Why don't we lead with Covid this time
Instead, we get endless speculation about whether we’ll be sticking to the roadmap out of lockdown, when we can go on holiday or to the pub and daily updates on who’s next for the jab. Of course, all of this matters to all of us, but there is precious little news here.
It used to be the Express that was the hypochondriac of Fleet Street, but these days the usually sensible i is eyeing that bed. Of 138 front pages this year (up to today), more than 100 had a Covid splash, with a further dozen indirectly linked to the virus – the Cummings testimony, the Cameron lobbying, the row over the nurses’ pay rise. There were a handful each about racism and Trump and Biden, a bit of royalty, and three on the Super League football fiasco. But by far the most popular topic of the year for the paper has been vaccination – with 49 front pages. Even the old Desmond Express might think that a little OTT.
==============================
Exercise goal:
Rewrite the Covid headlines passage from "Why don't we" up to and including "little news here.", replacing "the pub" with "the cinema". Answer from the Covid headlines passage alone.

Information shown:
==============================
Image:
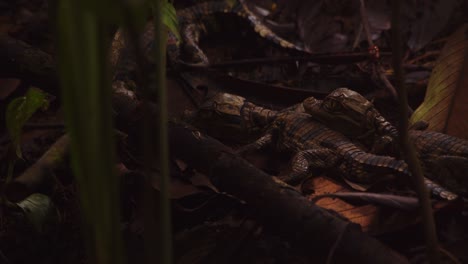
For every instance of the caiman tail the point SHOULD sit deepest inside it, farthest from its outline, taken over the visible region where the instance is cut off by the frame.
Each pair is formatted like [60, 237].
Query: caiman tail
==============================
Output:
Why don't we lead with Covid this time
Instead, we get endless speculation about whether we’ll be sticking to the roadmap out of lockdown, when we can go on holiday or to the cinema and daily updates on who’s next for the jab. Of course, all of this matters to all of us, but there is precious little news here.